### DIRECTIONS FOR THIS TASK
Type out all the records again exactly.

╔══

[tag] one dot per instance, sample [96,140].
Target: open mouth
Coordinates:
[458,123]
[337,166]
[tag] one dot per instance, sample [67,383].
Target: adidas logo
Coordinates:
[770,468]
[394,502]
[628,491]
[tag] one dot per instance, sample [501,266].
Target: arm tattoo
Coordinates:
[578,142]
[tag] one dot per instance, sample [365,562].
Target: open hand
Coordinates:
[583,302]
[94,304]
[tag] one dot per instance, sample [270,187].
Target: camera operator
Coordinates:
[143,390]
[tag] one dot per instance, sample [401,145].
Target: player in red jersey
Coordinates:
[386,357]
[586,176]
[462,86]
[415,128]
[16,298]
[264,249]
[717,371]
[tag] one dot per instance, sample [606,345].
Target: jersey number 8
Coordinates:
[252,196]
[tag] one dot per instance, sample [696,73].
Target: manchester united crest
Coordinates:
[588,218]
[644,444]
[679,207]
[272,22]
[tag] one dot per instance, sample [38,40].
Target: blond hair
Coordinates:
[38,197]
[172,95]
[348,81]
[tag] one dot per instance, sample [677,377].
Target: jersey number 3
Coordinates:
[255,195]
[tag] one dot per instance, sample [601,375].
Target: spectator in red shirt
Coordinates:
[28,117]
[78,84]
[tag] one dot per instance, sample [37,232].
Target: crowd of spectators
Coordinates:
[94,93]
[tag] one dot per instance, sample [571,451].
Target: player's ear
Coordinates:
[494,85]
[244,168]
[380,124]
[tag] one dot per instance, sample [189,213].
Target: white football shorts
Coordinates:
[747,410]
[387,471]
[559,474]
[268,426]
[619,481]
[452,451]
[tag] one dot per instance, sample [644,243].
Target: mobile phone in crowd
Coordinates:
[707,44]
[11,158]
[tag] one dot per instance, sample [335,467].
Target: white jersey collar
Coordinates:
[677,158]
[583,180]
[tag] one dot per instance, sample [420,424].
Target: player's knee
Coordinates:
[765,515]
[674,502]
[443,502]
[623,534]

╚══

### OUTPUT FOR THIS EXERCISE
[tag] one dot per instance, sample [96,140].
Target: open mouth
Coordinates:
[458,123]
[337,166]
[tag] one dot per instance, sample [67,383].
Target: adidas logo
Coordinates:
[770,468]
[394,502]
[628,491]
[tag] one dot per instance, sample [501,266].
Target: arm tattoo
Coordinates:
[578,142]
[tag] one dot per instance, sample [365,562].
Target: open hand
Coordinates:
[583,302]
[94,304]
[tag] one dot per instance, sample [270,187].
Target: camera operator
Coordinates:
[143,390]
[tag] one dot per instance, sample [401,145].
Target: player in red jersey
Coordinates:
[386,357]
[586,176]
[462,86]
[415,128]
[16,298]
[264,249]
[717,371]
[tag] one dot per instance, sample [606,345].
Target: jersey number 8
Coordinates:
[252,196]
[tag] one dot per instance, sample [696,73].
Target: manchester united crest
Coordinates:
[588,218]
[644,444]
[679,207]
[272,22]
[tag] one dot per instance, sample [38,40].
Target: blond hair
Coordinates:
[38,197]
[172,95]
[348,81]
[tag] one dot per instance, sample [677,377].
Target: jersey number 3
Coordinates:
[255,195]
[tag] one dot per instance, sample [601,375].
Target: spectator in red shirt
Coordinates:
[28,117]
[78,84]
[tag] one dot per instance, sample [37,232].
Target: crowd of spectators
Coordinates:
[94,93]
[tag] one dot per instance, sample [571,451].
Target: player's ear
Coordinates:
[494,85]
[244,168]
[380,124]
[tag] one dot per instance, sample [189,213].
Target: white football shorts
Coordinates:
[747,410]
[387,471]
[559,474]
[268,426]
[619,481]
[452,451]
[tag] one dot per instance, sample [644,243].
Target: mobile phone in crowd
Coordinates:
[707,44]
[11,158]
[tag] one dot per instance, sample [335,467].
Target: white jersey collar
Coordinates:
[677,158]
[583,180]
[tag] one dot per instance, sample [420,424].
Target: player's knee
Coordinates:
[765,515]
[674,502]
[443,502]
[623,534]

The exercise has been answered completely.